Exercise instructions
A – According to the article on the Convertino indictment, what penalty does Harry Raymond Smith face?
B – Continue the article on the Convertino indictment from its last sentence.

Reading passage below:

Convertino was indicted on charges of conspiracy, obstruction of justice and making false declarations.

CAIRO, March 30, 2006 (IslamOnline.net) – Dealing a blow to US President George W. Bush's so-called "war on terror", two US federal officials were charged with hiding evidence to win conviction in a terrorism case against four Muslim men following the 9/11, The New York Times reported on Thursday, March 30.

Richard Convertino, the former Detroit federal prosecutor, and Harry Raymond Smith, former security official assigned to the US Embassy in Amman, Jordan, were indicted Wednesday, March 29, on charges of conspiracy, obstruction of justice and making false declarations.

The two conspired to withhold photographs of a US military hospital in Jordan they claimed to be a target of a terror attack by four Muslim men who were arrested days after the 9/11 attacks in a dilapidated Detroit apartment.

Federal authorities claimed the men were part of a "sleeper" terrorist cell plotting attacks against Americans overseas.

Two of the men were convicted on terrorism charges after a high-profile trial in 2003.

But later, the case began to unravel amid accusations of concealed evidence and government misconduct.

The conviction was thrown in September 2004 at the request of the US Attorney's Office, which said Convertino had withheld key evidence from the defendants and allowed witnesses to mislead the jury.

Lying

Convertino, 45, who has left the Justice Department, faces 30 years in prison and a $1 million fine if convicted.

Smith, a security officer for the State Department who assisted in the prosecution, faces 20 years in prison and a $750,000 fine.

During the trial in 2003, Convertino said that sketches, with corresponding words in Arabic, represented "casings" of two overseas targets — an American air base in Turkey and a military hospital in Jordan.

End of Reading passage.
Material supplied below:

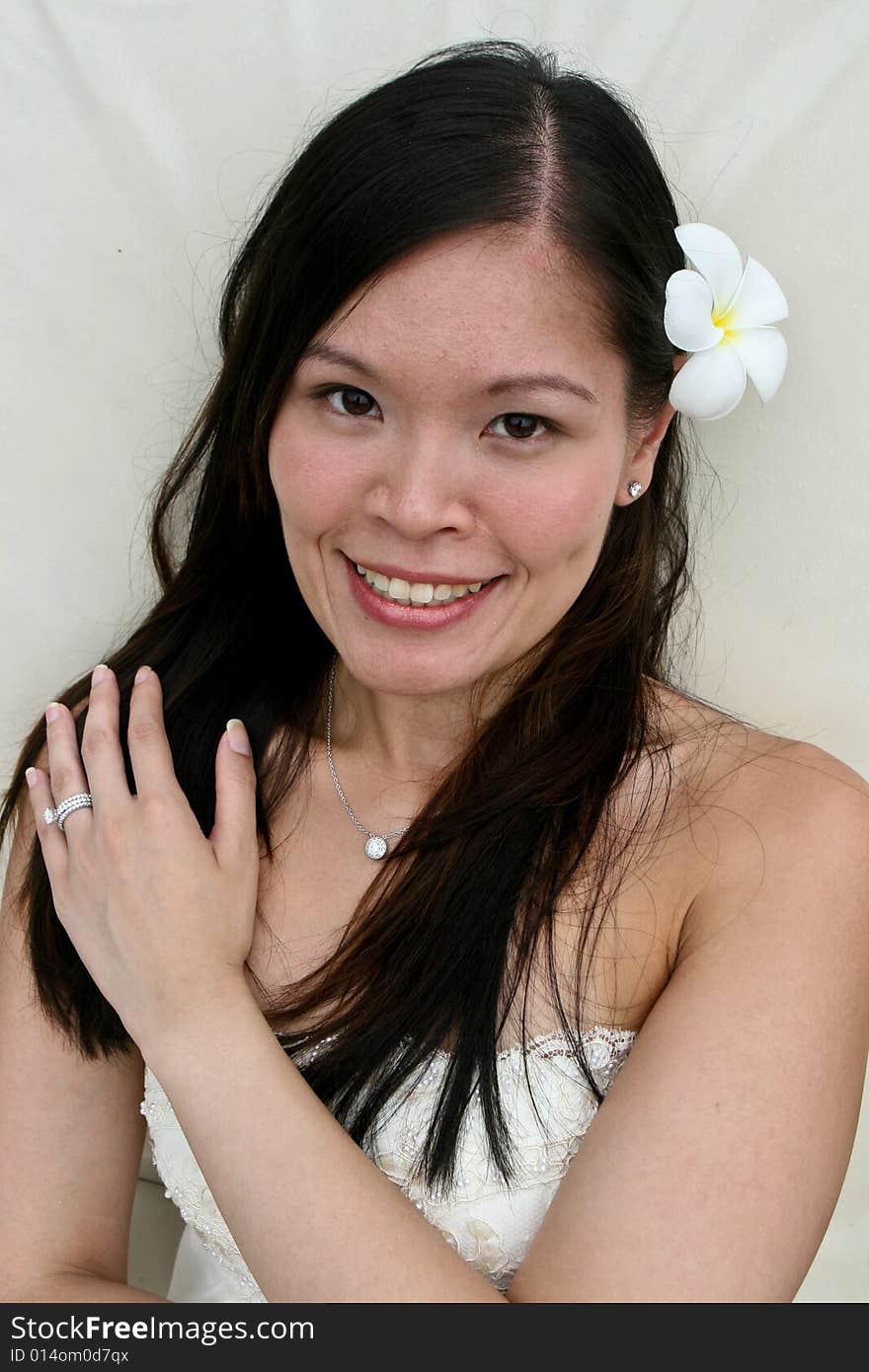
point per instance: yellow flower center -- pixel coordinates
(724, 320)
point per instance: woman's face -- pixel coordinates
(419, 463)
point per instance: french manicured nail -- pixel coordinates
(238, 737)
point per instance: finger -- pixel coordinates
(66, 770)
(234, 836)
(101, 744)
(146, 734)
(53, 845)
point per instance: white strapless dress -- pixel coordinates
(486, 1223)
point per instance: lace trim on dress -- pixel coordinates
(563, 1100)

End of Material supplied.

Results of the exercise
A – 20 years in prison and a $750,000 fine.

B –
Smith also testified that one of the sketch was an "exact" match to the area surrounding the hospital.

He lied under oath after the defense team asked prosecutors to produce photographs of the site for comparison.

Smith claimed he could not take photos of a military site without permission from Jordanian authorities.

The US government agreed in February to pay $300,000 to settle an illegal detention lawsuit brought by an Egyptian man who was among hundreds of Muslims rounded up in New York after the September attacks.

Thousands of Muslim and Arabic men were rounded up and questioned in the weeks and months following the terrorist attacks.

Some of the detainees have sued the US government after their release for inhumane and degrading treatment and a total blackout of communications in detention centers on the US soil.

A May 2004 report released by the US Senate Office Of Research concluded that the Arab Americans and the Muslim community in the United States have taken the brunt of the Patriot Act and other federal powers applied in the aftermath of the 9/11 attacks.

Amnesty International also repeatedly said that racial profiling by US law enforcement agencies had grown dramatically in the wake of the 9/11 attacks.